THE TASK: Please replace "Put down" with "Place" throughout the lines below and leave everything else unchanged.

DATA:
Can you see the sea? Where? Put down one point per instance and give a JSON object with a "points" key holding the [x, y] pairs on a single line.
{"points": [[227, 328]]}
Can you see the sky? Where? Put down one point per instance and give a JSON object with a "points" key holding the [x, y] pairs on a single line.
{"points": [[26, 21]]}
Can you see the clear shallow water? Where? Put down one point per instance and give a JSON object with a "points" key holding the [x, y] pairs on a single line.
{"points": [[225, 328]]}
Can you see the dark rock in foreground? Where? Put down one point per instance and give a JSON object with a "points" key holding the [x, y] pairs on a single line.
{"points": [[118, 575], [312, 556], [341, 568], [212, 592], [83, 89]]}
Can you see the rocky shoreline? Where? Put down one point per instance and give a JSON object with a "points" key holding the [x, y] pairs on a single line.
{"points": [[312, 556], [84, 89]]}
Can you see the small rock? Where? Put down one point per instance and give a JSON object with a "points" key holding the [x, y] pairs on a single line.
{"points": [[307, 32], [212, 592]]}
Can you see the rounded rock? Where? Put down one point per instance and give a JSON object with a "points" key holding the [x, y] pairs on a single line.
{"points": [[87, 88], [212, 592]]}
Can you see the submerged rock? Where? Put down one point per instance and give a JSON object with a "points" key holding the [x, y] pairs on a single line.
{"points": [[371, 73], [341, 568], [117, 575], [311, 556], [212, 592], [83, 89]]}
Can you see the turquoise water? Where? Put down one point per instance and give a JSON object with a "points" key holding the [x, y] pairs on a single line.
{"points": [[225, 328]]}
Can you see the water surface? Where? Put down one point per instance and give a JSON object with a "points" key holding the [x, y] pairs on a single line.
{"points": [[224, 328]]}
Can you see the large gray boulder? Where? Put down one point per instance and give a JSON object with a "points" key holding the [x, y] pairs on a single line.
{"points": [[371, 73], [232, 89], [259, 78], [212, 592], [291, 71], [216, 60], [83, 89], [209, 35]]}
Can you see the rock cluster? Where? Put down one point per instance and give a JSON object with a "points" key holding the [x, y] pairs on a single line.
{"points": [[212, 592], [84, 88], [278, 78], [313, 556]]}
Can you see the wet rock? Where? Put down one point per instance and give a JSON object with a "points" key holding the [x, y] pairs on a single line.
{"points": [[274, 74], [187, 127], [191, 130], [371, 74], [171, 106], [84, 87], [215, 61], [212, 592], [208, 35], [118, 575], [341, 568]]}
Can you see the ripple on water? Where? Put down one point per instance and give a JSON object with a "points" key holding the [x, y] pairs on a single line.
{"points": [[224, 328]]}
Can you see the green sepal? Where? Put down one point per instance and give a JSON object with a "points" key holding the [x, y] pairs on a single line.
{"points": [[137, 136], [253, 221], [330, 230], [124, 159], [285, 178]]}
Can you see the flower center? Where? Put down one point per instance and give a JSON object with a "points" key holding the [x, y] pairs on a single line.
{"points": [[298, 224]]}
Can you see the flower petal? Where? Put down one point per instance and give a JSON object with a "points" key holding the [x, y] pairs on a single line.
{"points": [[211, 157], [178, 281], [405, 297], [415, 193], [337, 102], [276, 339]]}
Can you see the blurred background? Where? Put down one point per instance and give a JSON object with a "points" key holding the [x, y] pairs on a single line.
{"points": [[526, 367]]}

SOLUTION BELOW:
Can you see the sea? Where? Place one point per instance and give a JSON object with a "points" key holding the [x, y] pairs on a single line.
{"points": [[227, 328]]}
Can you see the sky? Where? Place one point per instance and give a JSON object with a "points" key holding the [x, y] pairs on a single line.
{"points": [[26, 21]]}
Can you see the clear shallow water? Where? Place one point per instance and give a JSON object with a "points" key holding the [x, y] pairs on a single line.
{"points": [[225, 328]]}
Can you see the dark rock in foreground? Where? Place one point per instance and give a JSON object with a "points" key holding the [x, y] pairs on a single line.
{"points": [[118, 575], [312, 556], [341, 568], [212, 592], [83, 89]]}
Can you see the rocky shoreline? Where? Place one point per instance and give a JSON object with a "points" key holding the [x, y] pairs on a single line.
{"points": [[312, 556], [84, 89]]}
Can you see the small rock? Where? Place one point per instance and give a JSON object with a "points" key holding the [x, y] pairs on a single line.
{"points": [[307, 32], [212, 592]]}
Can you see the rounded rock? Where? Place one point per instance and give a JSON object with a "points" key holding the [x, y] pairs on a single line.
{"points": [[87, 88], [212, 592]]}
Can you see the submerged rock? Where? Place one point per instance and give a JSON object with a "points" key holding the [x, y] pairs on a single line.
{"points": [[371, 73], [341, 568], [117, 575], [311, 556], [212, 592], [83, 89]]}
Can you see the turquoise water? Where? Place one point per instance and give a JSON object with a "points" key holding the [x, y] pairs on a single line.
{"points": [[225, 328]]}
Can you see the water surface? Where? Place one point per instance and give a JSON object with a "points" key holding the [x, y] pairs on a single line.
{"points": [[224, 328]]}
Can you see the large gray boulder? Where? Place one point per instance and give a JSON object with a "points" key holding the [x, y] pairs on a single line.
{"points": [[371, 73], [232, 89], [259, 78], [212, 592], [291, 71], [216, 60], [83, 89], [209, 35]]}
Can you see the rock cluster? Where? Place one point per instance and give a JSON object with a "points" key holding the [x, y] pairs on a single line.
{"points": [[212, 592], [84, 88], [278, 78], [313, 556]]}
Can you see the wet rock? Where? Place one point per instance and give a JSON object with a "points" key holding the [x, y] pairs on a single line.
{"points": [[274, 74], [187, 127], [191, 130], [371, 74], [171, 106], [84, 87], [215, 61], [212, 592], [208, 35], [118, 575], [341, 568]]}
Can you see the ripple on water? Where? Place one point per instance and give a JSON object with a "points" key holding the [x, y] pairs on a single line.
{"points": [[224, 328]]}
Can you see the green sepal? Where? Place one point per instance and give a JSON object with a "points" key holding the [x, y] pairs on a single line.
{"points": [[137, 136], [253, 221], [330, 230], [124, 159], [285, 178]]}
Can you see the flower center? Where? Place one point per instance and give a JSON object with a "points" key holding the [x, y] pairs on a single line.
{"points": [[298, 224]]}
Can you see the flower petal? Where? Place one point per instance and give a JSON object with a "points" key holding the [x, y] pairs on a single line.
{"points": [[211, 157], [178, 281], [405, 297], [415, 193], [337, 102], [276, 339]]}
Can you see the blurred background? Where? Place one point per instance and give a JSON object with a "points" key holding the [x, y] pairs on a single line.
{"points": [[526, 367]]}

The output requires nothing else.